#### [JOB]
Render every line of the rows below as a numbered list, omitting blank lines and leaving out the pictures.

#### [RECORDS]
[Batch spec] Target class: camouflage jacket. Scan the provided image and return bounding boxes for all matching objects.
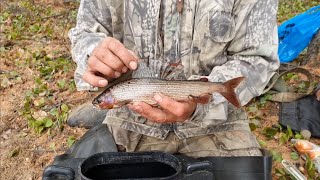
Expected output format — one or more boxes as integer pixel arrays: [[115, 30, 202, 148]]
[[69, 0, 279, 139]]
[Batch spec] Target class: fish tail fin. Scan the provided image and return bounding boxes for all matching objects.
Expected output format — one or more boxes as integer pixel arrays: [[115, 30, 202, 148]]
[[219, 77, 245, 107]]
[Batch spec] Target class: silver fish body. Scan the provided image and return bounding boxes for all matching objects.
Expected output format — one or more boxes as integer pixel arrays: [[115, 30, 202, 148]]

#### [ANSWER TO THE PROBLEM]
1. [Batch spec] Target class: camouflage jacket. Scan the provided image and return bounding boxes for all matching objects.
2. Expected output format — one or more boxes as integer pixel arrays: [[115, 30, 202, 148]]
3. [[69, 0, 279, 139]]
4. [Batch spec] Target class: fish tail fin. Scan the provided image and return bounding boxes for all matching objects.
5. Expected output format — one or more boxes as integer pixel arrays: [[115, 30, 202, 148]]
6. [[219, 77, 245, 107]]
7. [Batch spec] Target class: silver fish body. Scan the provided image and return bounding boxes for all matching objects.
8. Expected output format — one or more boxes as integer pixel arrays: [[115, 30, 202, 148]]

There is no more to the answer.